# Problem statement
Output every line below exactly.
━━ Material for the task
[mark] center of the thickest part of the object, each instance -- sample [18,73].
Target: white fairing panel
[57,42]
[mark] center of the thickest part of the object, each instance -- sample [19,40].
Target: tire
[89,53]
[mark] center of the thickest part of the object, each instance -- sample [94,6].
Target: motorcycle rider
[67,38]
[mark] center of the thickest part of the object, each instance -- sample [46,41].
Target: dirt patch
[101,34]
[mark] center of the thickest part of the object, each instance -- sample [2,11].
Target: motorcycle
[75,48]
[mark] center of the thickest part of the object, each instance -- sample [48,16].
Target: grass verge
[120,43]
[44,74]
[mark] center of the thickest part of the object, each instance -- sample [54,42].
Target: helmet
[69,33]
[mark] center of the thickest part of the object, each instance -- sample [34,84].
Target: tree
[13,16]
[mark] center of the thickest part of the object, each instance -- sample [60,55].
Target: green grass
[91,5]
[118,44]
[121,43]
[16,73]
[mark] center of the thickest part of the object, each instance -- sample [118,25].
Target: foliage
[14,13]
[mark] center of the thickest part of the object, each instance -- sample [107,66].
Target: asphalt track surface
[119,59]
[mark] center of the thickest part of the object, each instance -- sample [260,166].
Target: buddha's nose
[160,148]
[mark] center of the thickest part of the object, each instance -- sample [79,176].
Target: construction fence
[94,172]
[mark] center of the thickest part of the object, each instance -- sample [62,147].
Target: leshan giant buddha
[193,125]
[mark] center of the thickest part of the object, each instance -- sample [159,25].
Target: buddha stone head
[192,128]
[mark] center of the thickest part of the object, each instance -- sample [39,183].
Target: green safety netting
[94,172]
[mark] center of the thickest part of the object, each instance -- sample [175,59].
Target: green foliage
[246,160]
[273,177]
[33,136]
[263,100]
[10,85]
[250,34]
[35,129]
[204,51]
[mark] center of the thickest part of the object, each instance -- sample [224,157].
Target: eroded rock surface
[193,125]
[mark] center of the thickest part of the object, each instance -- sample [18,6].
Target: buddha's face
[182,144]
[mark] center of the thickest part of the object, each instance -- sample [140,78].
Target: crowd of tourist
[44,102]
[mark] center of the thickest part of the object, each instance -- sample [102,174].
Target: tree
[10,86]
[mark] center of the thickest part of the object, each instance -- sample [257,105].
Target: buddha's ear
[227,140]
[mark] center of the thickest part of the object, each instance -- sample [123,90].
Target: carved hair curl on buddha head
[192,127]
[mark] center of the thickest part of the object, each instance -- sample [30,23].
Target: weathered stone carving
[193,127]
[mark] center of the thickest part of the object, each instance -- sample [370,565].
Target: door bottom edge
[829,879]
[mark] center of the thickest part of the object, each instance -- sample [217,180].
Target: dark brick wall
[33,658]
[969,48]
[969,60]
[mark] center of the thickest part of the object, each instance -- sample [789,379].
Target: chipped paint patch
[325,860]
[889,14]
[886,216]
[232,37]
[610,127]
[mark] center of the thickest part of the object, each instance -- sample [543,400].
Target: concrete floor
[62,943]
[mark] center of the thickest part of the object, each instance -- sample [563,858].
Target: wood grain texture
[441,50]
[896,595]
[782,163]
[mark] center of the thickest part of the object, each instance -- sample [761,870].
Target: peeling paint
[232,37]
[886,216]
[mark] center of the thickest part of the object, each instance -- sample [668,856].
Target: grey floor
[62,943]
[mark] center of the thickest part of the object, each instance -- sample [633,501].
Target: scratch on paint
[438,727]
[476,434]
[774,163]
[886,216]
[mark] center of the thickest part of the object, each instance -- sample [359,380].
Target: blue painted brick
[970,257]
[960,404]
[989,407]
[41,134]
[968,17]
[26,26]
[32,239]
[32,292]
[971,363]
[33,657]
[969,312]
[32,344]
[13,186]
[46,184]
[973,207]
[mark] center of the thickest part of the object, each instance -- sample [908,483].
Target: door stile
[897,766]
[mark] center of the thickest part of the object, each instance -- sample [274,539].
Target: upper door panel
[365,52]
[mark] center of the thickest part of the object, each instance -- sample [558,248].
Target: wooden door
━━━━
# Finished exercise
[mark] center of the thickest part of the object, each instance -- sample [18,73].
Target: white fairing panel
[57,42]
[mark] center of the thickest part of the object, each instance -- sample [19,40].
Target: tire
[89,53]
[mark] center of the thickest part of the object, each instance -- sample [94,6].
Target: motorcycle rider
[67,38]
[mark] center of the thickest part of the object, each instance -- sample [46,41].
Target: dirt patch
[101,34]
[mark] center of the thickest part of the object, each instance -- sample [2,11].
Target: motorcycle
[75,48]
[mark] center of the thickest part of the object, each instance -- sample [48,16].
Target: grass verge
[120,43]
[44,74]
[mark] center of the thickest part of the object, each instance -- sample [54,42].
Target: helmet
[69,33]
[mark] center of the thickest part of the object, each instance -- sample [34,84].
Target: tree
[13,16]
[mark] center of the thickest part of the object, each instance -- sample [60,55].
Target: green grass
[91,5]
[118,44]
[121,43]
[16,73]
[mark] center of the thickest part of the object, each instance -- sample [118,25].
Target: foliage
[14,13]
[mark] center of the thickest part of the object, each instance -- sample [107,66].
Target: asphalt track surface
[119,59]
[mark] center of the thickest part of the object, each instance -- sample [260,166].
Target: buddha's nose
[160,148]
[mark] center of the thickest part of the object, each instance -- sample [79,176].
Target: construction fence
[94,172]
[mark] center of the thickest part of the object, each instance -- sample [62,147].
Target: leshan giant buddha
[193,125]
[mark] center of the thickest part of the object, each instance -- sample [159,25].
Target: buddha stone head
[192,128]
[mark] center of the thickest part of the object, each instance -- sample [39,183].
Target: green safety netting
[94,172]
[mark] center of the thickest part of the object, each instance -- sample [175,59].
Target: green foliage
[246,160]
[273,177]
[33,136]
[263,100]
[10,85]
[250,34]
[35,129]
[204,51]
[mark] center of the thickest part of the object, each instance -- sample [224,157].
Target: eroded rock surface
[193,125]
[mark] center of the thickest part of the object, each instance -- sample [18,6].
Target: buddha's face
[182,144]
[mark] center of the thickest part of the object, each instance -- sample [140,78].
Target: crowd of tourist
[44,102]
[mark] center of the thickest part of the object, each instance -- sample [102,174].
Target: tree
[10,86]
[mark] center of the thickest part of the object, each instance -- sample [257,105].
Target: buddha's ear
[227,140]
[mark] center of the thickest part of the object, each instance -- sample [123,90].
Target: carved hair curl on buddha head
[192,127]
[mark] center of the thickest part of the object, each instance -- sample [30,23].
Target: weathered stone carving
[193,127]
[mark] center of the thickest part of the object, each instance -- sample [370,565].
Target: door bottom edge
[829,879]
[mark] center of the thickest part of the object, each instance -- sample [217,180].
Target: dark brick wall
[33,658]
[969,48]
[969,60]
[mark] center of the thickest part of the object, each instance -- sample [789,379].
Target: chipped paint patch
[325,860]
[889,14]
[886,216]
[232,37]
[610,127]
[mark] center of the thickest part of the object, each instance -- sample [543,400].
Target: concrete floor
[62,943]
[mark] center of the thickest part of the object, each instance -- sample [563,858].
Target: wood grain texture
[441,50]
[896,595]
[782,163]
[mark] center of the thickest part of the object, each instance -- sample [761,870].
Target: peeling paint
[232,37]
[886,216]
[mark] center of the thickest part of the object, each instance -- sample [668,856].
Target: grey floor
[62,943]
[mark] center of the thickest part of the object, each instance -- sample [633,501].
Target: scratch on paint
[438,727]
[476,434]
[774,163]
[886,216]
[mark] center of the thickest part of the object, each instance -- sample [359,380].
Target: blue painted brick
[970,257]
[960,404]
[989,407]
[41,134]
[968,17]
[26,26]
[32,239]
[32,292]
[971,363]
[33,657]
[969,312]
[32,344]
[13,186]
[46,184]
[973,207]
[mark] center of the thickest part of the object, each instance -- sample [908,483].
Target: door stile
[897,766]
[mark] center of the thickest part of the object, each instance -- sample [274,539].
Target: upper door panel
[365,52]
[mark] center of the thickest part of the object, each instance -- sample [558,248].
Target: wooden door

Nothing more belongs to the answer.